**Stated task:**
Please add -92 to every bounding-box coordinate in the records from the line with "Where is the wooden ceiling" to the line with "(213, 594), (341, 633)", both lines included, and write out only those lines again, requests and all.

↓↓↓

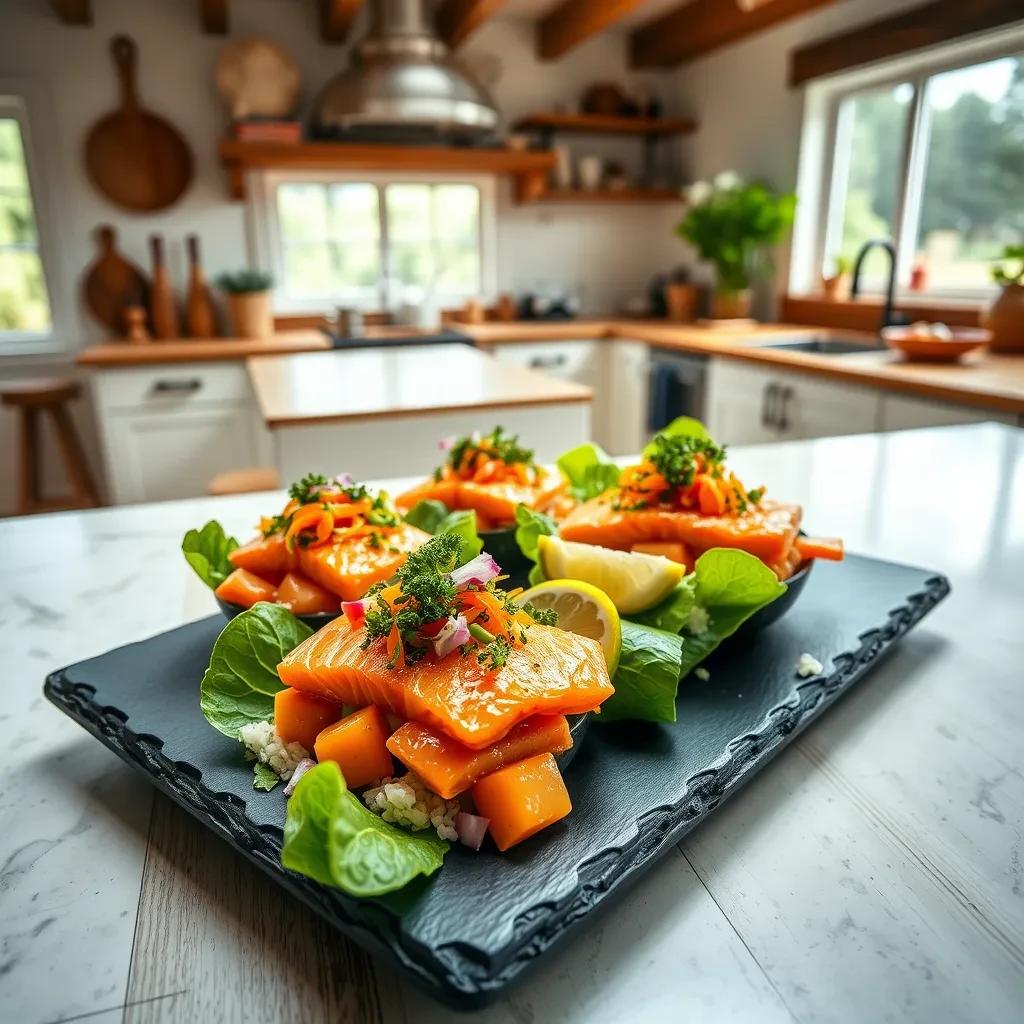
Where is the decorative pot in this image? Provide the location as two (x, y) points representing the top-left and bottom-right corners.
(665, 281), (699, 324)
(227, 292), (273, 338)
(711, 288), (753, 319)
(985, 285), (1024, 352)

↑↑↑
↓↓↓

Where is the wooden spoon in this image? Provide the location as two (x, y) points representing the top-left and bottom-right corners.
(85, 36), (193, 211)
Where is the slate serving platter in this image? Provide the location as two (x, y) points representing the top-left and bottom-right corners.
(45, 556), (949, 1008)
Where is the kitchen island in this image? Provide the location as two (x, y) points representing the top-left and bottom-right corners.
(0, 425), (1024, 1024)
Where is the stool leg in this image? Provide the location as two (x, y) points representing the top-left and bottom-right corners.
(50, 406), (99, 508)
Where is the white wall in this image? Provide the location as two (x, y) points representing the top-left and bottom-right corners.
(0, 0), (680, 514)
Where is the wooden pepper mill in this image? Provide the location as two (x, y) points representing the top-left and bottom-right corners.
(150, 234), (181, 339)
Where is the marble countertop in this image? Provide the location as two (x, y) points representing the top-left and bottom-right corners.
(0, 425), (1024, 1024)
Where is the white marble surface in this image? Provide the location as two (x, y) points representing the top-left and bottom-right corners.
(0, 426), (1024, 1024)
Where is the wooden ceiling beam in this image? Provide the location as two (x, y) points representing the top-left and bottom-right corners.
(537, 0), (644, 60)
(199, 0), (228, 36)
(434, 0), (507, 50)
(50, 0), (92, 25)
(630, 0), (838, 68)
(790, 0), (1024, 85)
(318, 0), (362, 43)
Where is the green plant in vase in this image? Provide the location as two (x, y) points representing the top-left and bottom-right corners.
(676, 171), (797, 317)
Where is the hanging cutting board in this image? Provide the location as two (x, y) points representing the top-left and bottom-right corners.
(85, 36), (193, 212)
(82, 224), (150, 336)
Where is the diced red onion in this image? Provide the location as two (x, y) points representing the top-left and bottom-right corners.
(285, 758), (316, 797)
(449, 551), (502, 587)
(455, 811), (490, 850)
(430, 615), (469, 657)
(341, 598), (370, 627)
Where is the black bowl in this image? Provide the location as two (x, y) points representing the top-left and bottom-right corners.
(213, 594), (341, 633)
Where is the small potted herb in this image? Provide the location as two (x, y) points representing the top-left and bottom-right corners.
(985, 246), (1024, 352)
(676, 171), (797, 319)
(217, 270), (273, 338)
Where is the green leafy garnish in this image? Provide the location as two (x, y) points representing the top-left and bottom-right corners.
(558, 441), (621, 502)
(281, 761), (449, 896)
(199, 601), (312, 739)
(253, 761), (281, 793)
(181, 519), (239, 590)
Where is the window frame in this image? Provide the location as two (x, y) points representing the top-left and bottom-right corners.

↑↑↑

**Task result:**
Where is the wooden ceiling beam in this image? Provide the location as two (x, y) points representing the top-left and bottom-right corners.
(445, -92), (552, -32)
(107, -92), (136, -56)
(342, -92), (415, -42)
(-42, -92), (0, -67)
(538, -92), (746, -24)
(698, -92), (932, -7)
(226, -92), (270, -49)
Where is the green plant in vase in this image? Provide the location as two (x, y) points representing the top-left and bottom-right corners.
(584, 79), (705, 225)
Where is the hanging cutting board in this image? Provide the location as two (x, y) points representing the top-left and bottom-right corners.
(-7, -56), (101, 120)
(-10, 132), (58, 244)
Where is the diced red onion in this image? Provide the location as two (x, y) points representing the top-left and bottom-right corners.
(193, 666), (224, 705)
(357, 459), (410, 495)
(363, 719), (398, 758)
(338, 523), (377, 565)
(249, 506), (278, 535)
Where is the black bowl in this image? Provide the location as two (x, y) points representing the top-left and bottom-right corners.
(121, 502), (249, 541)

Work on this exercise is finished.